[Source data]
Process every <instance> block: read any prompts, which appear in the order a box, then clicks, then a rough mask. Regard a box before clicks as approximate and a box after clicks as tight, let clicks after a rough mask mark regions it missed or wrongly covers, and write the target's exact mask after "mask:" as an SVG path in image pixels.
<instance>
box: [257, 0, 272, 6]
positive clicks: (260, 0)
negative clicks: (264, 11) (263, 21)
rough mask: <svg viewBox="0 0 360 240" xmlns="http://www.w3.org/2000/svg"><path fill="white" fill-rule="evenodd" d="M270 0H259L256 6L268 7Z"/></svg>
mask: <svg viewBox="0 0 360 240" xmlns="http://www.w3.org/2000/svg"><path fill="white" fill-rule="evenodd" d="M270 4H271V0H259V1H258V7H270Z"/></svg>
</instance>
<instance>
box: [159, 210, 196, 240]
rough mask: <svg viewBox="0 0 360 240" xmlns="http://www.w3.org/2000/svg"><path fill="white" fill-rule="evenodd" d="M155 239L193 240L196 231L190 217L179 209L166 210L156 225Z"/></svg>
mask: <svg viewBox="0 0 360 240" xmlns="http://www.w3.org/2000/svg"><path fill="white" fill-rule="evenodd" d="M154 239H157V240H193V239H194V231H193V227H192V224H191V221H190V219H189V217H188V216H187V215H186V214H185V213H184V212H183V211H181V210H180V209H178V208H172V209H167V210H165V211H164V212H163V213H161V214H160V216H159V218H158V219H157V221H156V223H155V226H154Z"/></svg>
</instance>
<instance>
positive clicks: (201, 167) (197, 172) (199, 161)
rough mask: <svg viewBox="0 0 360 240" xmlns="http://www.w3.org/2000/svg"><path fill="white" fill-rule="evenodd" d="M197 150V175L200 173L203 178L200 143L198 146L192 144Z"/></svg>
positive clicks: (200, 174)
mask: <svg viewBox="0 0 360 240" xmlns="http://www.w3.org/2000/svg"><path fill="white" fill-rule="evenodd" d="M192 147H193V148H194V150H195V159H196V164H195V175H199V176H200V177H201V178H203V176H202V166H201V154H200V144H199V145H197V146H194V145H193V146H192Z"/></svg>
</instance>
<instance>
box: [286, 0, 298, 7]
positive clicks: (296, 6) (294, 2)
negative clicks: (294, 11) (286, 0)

*TASK INSTRUCTIONS*. Among the lines of the data, identify those with the word "negative". Copy each of them.

*EXERCISE RESPONSE*.
negative clicks: (264, 11) (263, 21)
negative clicks: (294, 11) (286, 0)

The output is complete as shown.